▶ [GIVEN TEXT]:
▼

# Yamaha 50hp 2 stroke intermittent loss of power



## ek02 (May 8, 2012)

Fuel pump maybe? Can you squeeze the bulb and make it run? Another cause if it goes to idle is a bad temp sensor or the oil pump not working if it has one. Sounds like a safety system shutting it down to idle.


----------



## ecpp14 (Jun 3, 2015)

Thanks. I'll run it again in the morning. Squeezing the bulb didn't change the behavior but I'll try again.

I think that I'm getting oil since at least one of the check valves is leaking when the motor is tilted. I see a couple of drops of oil in that carb cover.

Your suggestion to look at the over temp protection is something that I should do. This motor doesn't seem to have an alarm but I will pull out the thermostats. The schematic shows two thermostat switch assemblies. I bet that they are 11 yrs old.


----------



## lemaymiami (Feb 9, 2007)

You didn't say what year that motor was... Here's a tip if your electric system is having shorting problems. The next time your motor shuts down on your look to where the surface packs are for your electrical system (the part that powers the spark plugs) and spray WD40 or similar product on and around each item generously... If it's an intermittent electrical short the lubricant will shut it down - and like magic your motor will regain full power... If that "fixes" your problem - it's only temporary but it will give you a good idea of what needs replacing... 

Good luck and post up what you eventually find out... I'm not generally a fan of replacing stuff on an outboard to see if that cures whatever problem you have since it's far too hit or miss...


----------



## ecpp14 (Jun 3, 2015)

Thanks Bob. It's a 2010 TLR Yamaha 2 stroke.

▲

▶ [EXTRACTED DATA]:
▼

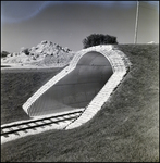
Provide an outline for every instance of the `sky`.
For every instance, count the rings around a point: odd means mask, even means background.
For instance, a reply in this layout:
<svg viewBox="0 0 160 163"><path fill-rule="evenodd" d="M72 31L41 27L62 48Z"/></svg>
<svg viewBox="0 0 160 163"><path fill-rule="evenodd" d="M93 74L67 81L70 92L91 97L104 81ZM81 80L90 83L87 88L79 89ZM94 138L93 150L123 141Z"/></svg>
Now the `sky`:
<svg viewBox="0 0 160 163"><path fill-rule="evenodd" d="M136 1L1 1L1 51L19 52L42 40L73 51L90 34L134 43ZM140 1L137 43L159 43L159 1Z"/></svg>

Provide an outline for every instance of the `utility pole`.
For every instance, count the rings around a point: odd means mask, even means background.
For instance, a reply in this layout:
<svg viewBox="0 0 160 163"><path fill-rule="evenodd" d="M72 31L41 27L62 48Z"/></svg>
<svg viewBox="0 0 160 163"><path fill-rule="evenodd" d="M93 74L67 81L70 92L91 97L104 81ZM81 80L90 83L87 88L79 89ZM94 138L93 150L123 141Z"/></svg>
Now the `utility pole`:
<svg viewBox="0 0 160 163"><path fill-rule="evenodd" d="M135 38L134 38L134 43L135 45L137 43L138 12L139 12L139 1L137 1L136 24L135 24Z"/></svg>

▲

▶ [EXERCISE AIM]:
Please reproduce the stretch of the Yamaha outboard thread from "I think that" through "(Feb 9, 2007)", word for word. The records can be left aside.

▶ [RESULT]:
I think that I'm getting oil since at least one of the check valves is leaking when the motor is tilted. I see a couple of drops of oil in that carb cover.

Your suggestion to look at the over temp protection is something that I should do. This motor doesn't seem to have an alarm but I will pull out the thermostats. The schematic shows two thermostat switch assemblies. I bet that they are 11 yrs old.


----------



## lemaymiami (Feb 9, 2007)